Do this: Starting at the very beginning of the entries below and ending with the line that contains "top-left (616, 0), bottom-right (955, 120)", including that line, write each line as an item in a numbered list, leaving out blank lines.

Input for this task:

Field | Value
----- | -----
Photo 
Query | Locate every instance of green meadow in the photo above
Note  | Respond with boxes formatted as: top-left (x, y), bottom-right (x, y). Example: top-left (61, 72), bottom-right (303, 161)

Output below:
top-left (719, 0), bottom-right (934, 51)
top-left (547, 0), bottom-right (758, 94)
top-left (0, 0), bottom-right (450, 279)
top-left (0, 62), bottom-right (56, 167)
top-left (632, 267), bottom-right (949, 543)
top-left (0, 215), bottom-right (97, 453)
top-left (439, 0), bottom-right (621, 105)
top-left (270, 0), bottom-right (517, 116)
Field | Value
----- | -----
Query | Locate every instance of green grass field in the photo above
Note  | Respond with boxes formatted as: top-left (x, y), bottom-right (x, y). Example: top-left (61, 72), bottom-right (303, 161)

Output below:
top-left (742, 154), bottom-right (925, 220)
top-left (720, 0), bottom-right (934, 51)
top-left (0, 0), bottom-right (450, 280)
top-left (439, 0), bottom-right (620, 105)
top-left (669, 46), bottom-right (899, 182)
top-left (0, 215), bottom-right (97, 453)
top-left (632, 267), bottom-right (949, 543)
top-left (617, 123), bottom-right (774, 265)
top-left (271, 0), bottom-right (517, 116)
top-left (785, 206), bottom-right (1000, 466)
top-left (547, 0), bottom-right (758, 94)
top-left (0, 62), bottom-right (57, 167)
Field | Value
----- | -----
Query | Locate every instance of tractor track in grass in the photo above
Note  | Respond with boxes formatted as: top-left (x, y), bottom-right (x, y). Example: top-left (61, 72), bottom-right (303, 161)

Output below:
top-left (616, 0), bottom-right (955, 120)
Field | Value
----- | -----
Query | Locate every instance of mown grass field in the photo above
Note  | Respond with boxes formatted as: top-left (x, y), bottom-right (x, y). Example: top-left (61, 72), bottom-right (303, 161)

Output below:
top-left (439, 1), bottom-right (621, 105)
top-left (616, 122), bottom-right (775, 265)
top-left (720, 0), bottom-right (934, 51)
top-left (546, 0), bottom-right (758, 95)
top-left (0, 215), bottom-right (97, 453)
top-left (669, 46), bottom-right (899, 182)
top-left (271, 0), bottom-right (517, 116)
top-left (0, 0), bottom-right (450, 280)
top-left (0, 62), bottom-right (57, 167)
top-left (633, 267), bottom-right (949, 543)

Result of this task:
1. Field | Value
2. ----- | -----
3. Photo 
4. Query | Locate every instance of green meadow in the photo above
5. Note  | Respond with boxes formatted as: top-left (x, y), bottom-right (x, y). Example: top-left (61, 72), bottom-right (303, 161)
6. Output below:
7. top-left (719, 0), bottom-right (934, 51)
8. top-left (547, 0), bottom-right (758, 94)
9. top-left (0, 0), bottom-right (450, 279)
10. top-left (0, 62), bottom-right (56, 167)
11. top-left (632, 267), bottom-right (949, 543)
12. top-left (0, 215), bottom-right (97, 453)
13. top-left (439, 0), bottom-right (621, 105)
14. top-left (270, 0), bottom-right (517, 116)
15. Field | Value
16. ----- | -----
17. Query | Locate every instance of green grass field in the photo above
18. Note  | Respond with boxes formatted as: top-left (x, y), bottom-right (x, y). Example: top-left (61, 72), bottom-right (303, 161)
19. Output below:
20. top-left (742, 154), bottom-right (925, 220)
21. top-left (720, 0), bottom-right (934, 51)
22. top-left (0, 0), bottom-right (450, 280)
23. top-left (439, 0), bottom-right (620, 105)
24. top-left (669, 46), bottom-right (899, 182)
25. top-left (0, 215), bottom-right (97, 453)
26. top-left (632, 267), bottom-right (949, 543)
27. top-left (617, 123), bottom-right (774, 265)
28. top-left (271, 0), bottom-right (517, 116)
29. top-left (785, 206), bottom-right (1000, 466)
30. top-left (547, 0), bottom-right (758, 94)
31. top-left (0, 62), bottom-right (57, 167)
32. Field | Value
33. ----- | -----
34. Query | Locate every instance of tractor track in grass in the photo above
35. Note  | Respond with boxes formatted as: top-left (x, y), bottom-right (x, y). Example: top-left (61, 72), bottom-right (303, 161)
36. Output below:
37. top-left (616, 0), bottom-right (955, 120)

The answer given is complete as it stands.